(INSTRUCTIONS FOR THE TASK): Give the entries again exactly; drop the pictures.

※

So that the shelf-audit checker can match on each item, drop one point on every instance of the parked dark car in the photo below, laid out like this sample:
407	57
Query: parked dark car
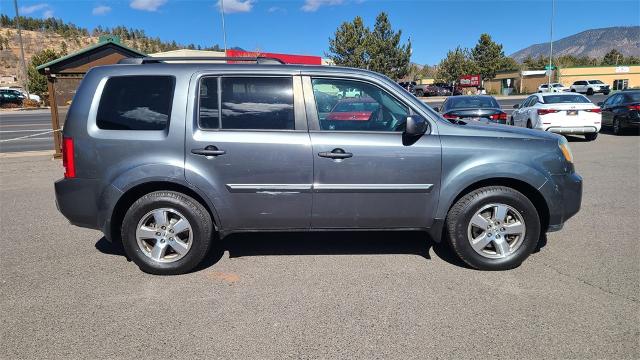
9	96
620	111
410	86
482	108
169	158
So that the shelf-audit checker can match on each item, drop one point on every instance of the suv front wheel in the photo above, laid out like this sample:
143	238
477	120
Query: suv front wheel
493	228
166	233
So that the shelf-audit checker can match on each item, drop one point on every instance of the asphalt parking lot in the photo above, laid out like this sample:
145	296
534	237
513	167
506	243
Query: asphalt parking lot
66	293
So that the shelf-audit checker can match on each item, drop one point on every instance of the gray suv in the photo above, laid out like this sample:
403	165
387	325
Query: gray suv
170	157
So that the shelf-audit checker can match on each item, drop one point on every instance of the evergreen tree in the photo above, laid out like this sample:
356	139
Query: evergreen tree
613	57
488	56
348	47
458	62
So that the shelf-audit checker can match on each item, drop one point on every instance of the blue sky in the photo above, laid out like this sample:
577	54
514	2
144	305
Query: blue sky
304	26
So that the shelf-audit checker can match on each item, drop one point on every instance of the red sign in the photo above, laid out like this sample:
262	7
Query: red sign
287	58
469	80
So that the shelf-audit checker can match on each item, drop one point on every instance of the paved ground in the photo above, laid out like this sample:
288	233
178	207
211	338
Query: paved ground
19	124
33	127
66	293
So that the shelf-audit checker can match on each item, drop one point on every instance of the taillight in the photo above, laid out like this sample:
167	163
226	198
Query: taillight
499	116
68	160
547	111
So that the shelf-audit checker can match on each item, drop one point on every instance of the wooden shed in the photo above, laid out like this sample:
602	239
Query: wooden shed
64	75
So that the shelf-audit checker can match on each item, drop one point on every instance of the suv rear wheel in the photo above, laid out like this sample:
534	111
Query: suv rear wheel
166	233
493	228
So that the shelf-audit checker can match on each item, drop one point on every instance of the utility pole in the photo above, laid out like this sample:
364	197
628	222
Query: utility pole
224	31
553	10
24	63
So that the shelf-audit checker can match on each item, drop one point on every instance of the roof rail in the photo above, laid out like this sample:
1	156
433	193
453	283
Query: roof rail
148	60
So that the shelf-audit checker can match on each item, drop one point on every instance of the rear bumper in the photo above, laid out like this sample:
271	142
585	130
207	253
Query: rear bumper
572	129
564	198
76	200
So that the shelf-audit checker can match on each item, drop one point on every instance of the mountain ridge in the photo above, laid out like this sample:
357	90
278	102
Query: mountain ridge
593	43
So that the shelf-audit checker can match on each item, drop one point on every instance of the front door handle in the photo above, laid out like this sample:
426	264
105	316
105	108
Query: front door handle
335	154
210	150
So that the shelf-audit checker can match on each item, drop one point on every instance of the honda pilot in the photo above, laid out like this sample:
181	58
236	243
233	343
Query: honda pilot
169	157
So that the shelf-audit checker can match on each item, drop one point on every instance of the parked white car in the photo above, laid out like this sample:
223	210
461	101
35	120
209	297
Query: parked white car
562	113
553	87
590	87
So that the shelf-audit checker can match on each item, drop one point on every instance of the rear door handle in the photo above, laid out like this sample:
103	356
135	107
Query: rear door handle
210	150
335	154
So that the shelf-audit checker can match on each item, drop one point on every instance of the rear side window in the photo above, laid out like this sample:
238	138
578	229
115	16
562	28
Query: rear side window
136	103
565	99
257	103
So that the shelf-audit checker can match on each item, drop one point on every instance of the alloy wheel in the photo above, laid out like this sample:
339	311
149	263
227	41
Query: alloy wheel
496	231
164	235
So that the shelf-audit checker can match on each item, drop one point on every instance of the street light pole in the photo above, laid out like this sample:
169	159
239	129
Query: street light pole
224	31
24	63
553	10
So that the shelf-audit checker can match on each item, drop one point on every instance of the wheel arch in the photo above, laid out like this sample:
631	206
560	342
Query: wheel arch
130	195
523	187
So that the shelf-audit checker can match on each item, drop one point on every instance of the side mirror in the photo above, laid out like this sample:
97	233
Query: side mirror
416	125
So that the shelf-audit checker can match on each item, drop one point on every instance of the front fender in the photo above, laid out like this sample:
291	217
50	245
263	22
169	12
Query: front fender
461	177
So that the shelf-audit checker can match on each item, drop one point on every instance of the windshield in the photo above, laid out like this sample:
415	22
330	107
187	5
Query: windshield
565	99
471	102
634	96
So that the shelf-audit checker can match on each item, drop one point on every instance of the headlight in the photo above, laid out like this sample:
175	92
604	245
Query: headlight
566	150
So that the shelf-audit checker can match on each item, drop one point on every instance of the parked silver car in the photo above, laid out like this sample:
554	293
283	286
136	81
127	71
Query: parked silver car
162	156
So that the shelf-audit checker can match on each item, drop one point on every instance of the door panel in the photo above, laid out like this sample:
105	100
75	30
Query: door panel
256	178
385	184
366	173
263	181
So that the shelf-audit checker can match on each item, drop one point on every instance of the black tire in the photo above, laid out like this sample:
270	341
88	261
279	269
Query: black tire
192	210
463	210
617	128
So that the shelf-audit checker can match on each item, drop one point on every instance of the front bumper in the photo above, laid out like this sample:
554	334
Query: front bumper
564	198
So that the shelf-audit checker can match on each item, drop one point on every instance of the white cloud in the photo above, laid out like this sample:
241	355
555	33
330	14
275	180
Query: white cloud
313	5
233	6
26	10
101	10
147	5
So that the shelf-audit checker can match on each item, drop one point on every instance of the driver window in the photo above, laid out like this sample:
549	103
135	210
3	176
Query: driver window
357	106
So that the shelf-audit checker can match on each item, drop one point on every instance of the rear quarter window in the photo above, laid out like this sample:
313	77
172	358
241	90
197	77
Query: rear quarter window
136	103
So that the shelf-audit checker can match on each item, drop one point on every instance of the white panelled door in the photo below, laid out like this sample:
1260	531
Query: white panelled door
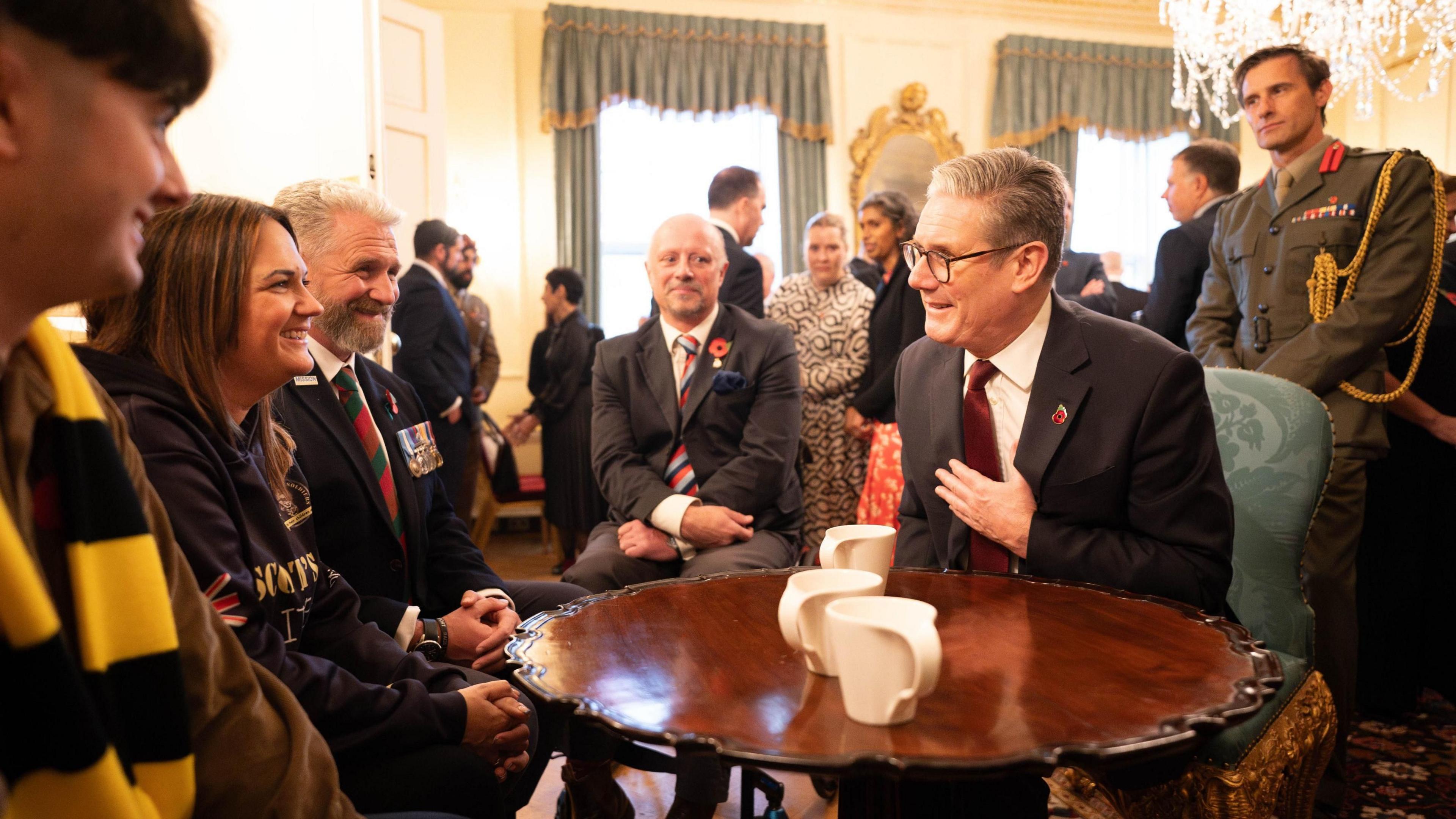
411	99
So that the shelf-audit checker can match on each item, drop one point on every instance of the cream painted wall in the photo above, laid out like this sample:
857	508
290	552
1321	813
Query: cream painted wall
497	150
287	101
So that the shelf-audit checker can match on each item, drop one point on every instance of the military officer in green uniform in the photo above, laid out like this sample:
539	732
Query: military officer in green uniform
1254	313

※

(SOLUTION TO THIS PROBLEM):
So that the shelf-audit checker can match on each item, drop one point on every instance of the parked dark car in the photo below, laid out like this sample:
407	57
Query: parked dark car
9	96
620	111
410	86
482	108
169	158
So that the shelf-audit checker can match on each item, drop one point on every instance of the suv front wheel in the photo above, laid out like this sample:
143	238
477	120
Query: suv front wheel
493	228
166	233
So that the shelf-audit checker can match on each item, drop one point on every instance of the asphalt parking lot in the photo above, laid out like this sample:
145	296
534	237
513	167
506	243
Query: asphalt parking lot
66	293
So that the shelf-audit checker can match on each item, drop one point on every instance of the gray suv in the photo above, laid out like this sample:
403	165
387	325
Query: gray suv
170	157
So that the shelf-audit checker can match on each item, drop one point on every instance of the evergreen tree in the photo above, laid out like this sample:
356	139
Query: evergreen tree
613	57
488	56
348	47
458	62
So that the shelf-audit checker can match on each item, drop one point on every instance of the blue sky in the photo above, laid out like this sample:
577	54
514	2
144	305
Query: blue sky
304	26
So that the shelf-audit checker can match on each item, drop one point on every instance of the red sign in the photo above, laid out like this sample:
262	7
Query: red sign
287	58
469	80
So that the shelf-audit checker can match on each item, drop one point on every instance of the paved ground in the photo above, laid out like this sample:
288	233
178	207
211	338
Query: paved ground
19	124
33	127
66	293
So that the shelf-audit checker can match on each item, drop one point on every instance of the taillight in the photo above, laid out like this sample:
167	163
226	198
Query: taillight
499	116
68	160
547	111
So that the shelf-audit checker can match on each item, drop one point on every instance of the wooden shed in the photo above, laid out like this sample:
602	239
Query: wooden shed
64	75
So that the shelf-audit checker can match on each item, drop one point on every instance of the suv rear wheel in the photo above, laid out like this sample:
534	111
Query: suv rear wheel
166	233
493	228
So that the shelf-audit checker can match on each item, drop one point on every instance of the utility pole in the photo above, laid out like this sample:
364	197
628	222
Query: utility pole
224	31
553	10
24	63
So that the shelf-audit checker can match on each item, drop one point on every instance of the roof rail in the photo above, laid out like this sample:
1	156
433	193
453	283
Query: roof rail
148	60
So that the shelf-audit checker can match on each item, drop one point on every instance of the rear bumper in the photo above, laid out like this sample:
271	142
585	130
207	253
Query: rear bumper
572	129
564	198
76	200
So that the shelf-audit checker can match on each item, drop one point on every instance of the mountain ridge in the photo above, laid out like this sample:
357	90
278	102
Query: mountain ridge
593	43
So that the shelf-audit checker can match on each item, drop one point on every instance of the front door handle in the photo above, laid out like this sample:
426	264
105	316
105	108
Query: front door handle
335	154
210	150
So that the shelf-audit checker can match on each item, drop one point on every instance of the honda pilot in the photo above, laid out like this sample:
181	58
236	243
233	343
Query: honda pilot
169	157
So that the shelf-audit checker can match on each item, drop one point on every instance of the parked white car in the photo above, laid out like this sample:
223	210
461	101
35	120
209	297
Query: parked white car
562	113
553	87
590	87
So that the shelf-audit checker can match on each item, drop one point on every instance of the rear door handle in the photo above, laid out like this sample:
103	356
135	107
Query: rear door handle
210	150
335	154
So that the shelf-audit checker can match on each item, drop one point on every instance of the rear side window in the photo above, laid out like this sample:
238	138
578	229
115	16
562	28
Query: rear side window
136	103
565	99
257	103
So that the shelf-audit checker can match on each item, drop one point on every instance of the alloy wheel in the photo above, laid out like this sample:
339	311
149	263
227	41
Query: alloy wheel
496	231
164	235
So that the shelf-audit checker can match on each item, drop one point on every instance of the street light pole in the photo above, laid out like this sample:
169	159
239	129
Query: street light pole
224	31
24	63
553	10
So that the shelf-audit checker can match on each item, drop one point on every instance of the wheel arch in the photo above, laid out like this sample:
631	206
560	342
Query: wheel arch
130	195
523	187
So that the shelf-audit checker can match on each item, drop one point on every instance of the side mirror in the photo above, laid out like this sample:
97	233
Query: side mirror
416	125
So that the shelf-audit checker can match on each item, drop one point on every instance of the front fender in the photo above, laid out like this sample:
291	217
50	245
263	22
169	12
Query: front fender
461	177
So that the shelf-audit checker can match on each item, drop one point on every instance of the windshield in the photo above, laid out like this sample:
415	22
330	107
187	5
Query: windshield
565	99
471	102
634	96
So that the shelf-audit checker can match on each item, drop one point on every instance of the headlight in the photo above, laid out like this sample:
175	92
604	245
Query: headlight
566	150
So that the shelf-audit checker can match on each item, drop one point on every instance of the parked silver car in the photo above, laid out like this sample:
554	293
283	286
136	81
127	71
Query: parked silver car
162	156
So that the shelf-audit checker can match on each item, drop one point on every instance of the door panel in the photo above, laid out like this sample:
105	100
75	30
Query: door panel
256	178
385	184
366	173
263	181
So that the shelf-audit checker can match on each item, drop one point on every instance of the black tire in the photo above, laid out like this sample:
270	341
88	261
279	269
Query: black tire
192	210
463	210
617	128
So that the shelf-audit checker can match on each item, drop one point on every instance of the front bumper in the photo above, laid out like this sample:
554	334
Query: front bumper
564	198
So that the shelf-audit checker can match on each item, drop one point on every instance of the white cloud in the photo above, laid out like this sample:
241	355
555	33
330	14
275	180
Query: white cloud
313	5
233	6
26	10
101	10
147	5
So that the shelf-audit checker can match on each item, drop one point on every instance of the driver window in the photo above, laid out like this sample:
549	103
135	210
3	176
Query: driver window
357	106
So that the shelf-audit checker can match on each item, drop one point on every instance of the rear quarter window in the photo above, laid out like this sample:
313	77
172	358
241	90
197	77
Query: rear quarter window
136	103
So that the shelf-audit checker can match on each item, drop one point on every instance of the white panelled door in the photo below, laid out like this sample:
1260	531
Query: white panelled door
411	99
So that the shelf-audit checker can match on each item, drop one point on every instance of the cream painted wall in the photo above, laid out like this sample:
857	508
290	552
1321	813
Query: cream painted wall
497	150
287	101
So that the shelf-audit checker can match on each item, drop one point on every instance of the military officer in green uniform in the photo above, laid out like this sample:
539	732
Query: military officer in green uniform
1254	313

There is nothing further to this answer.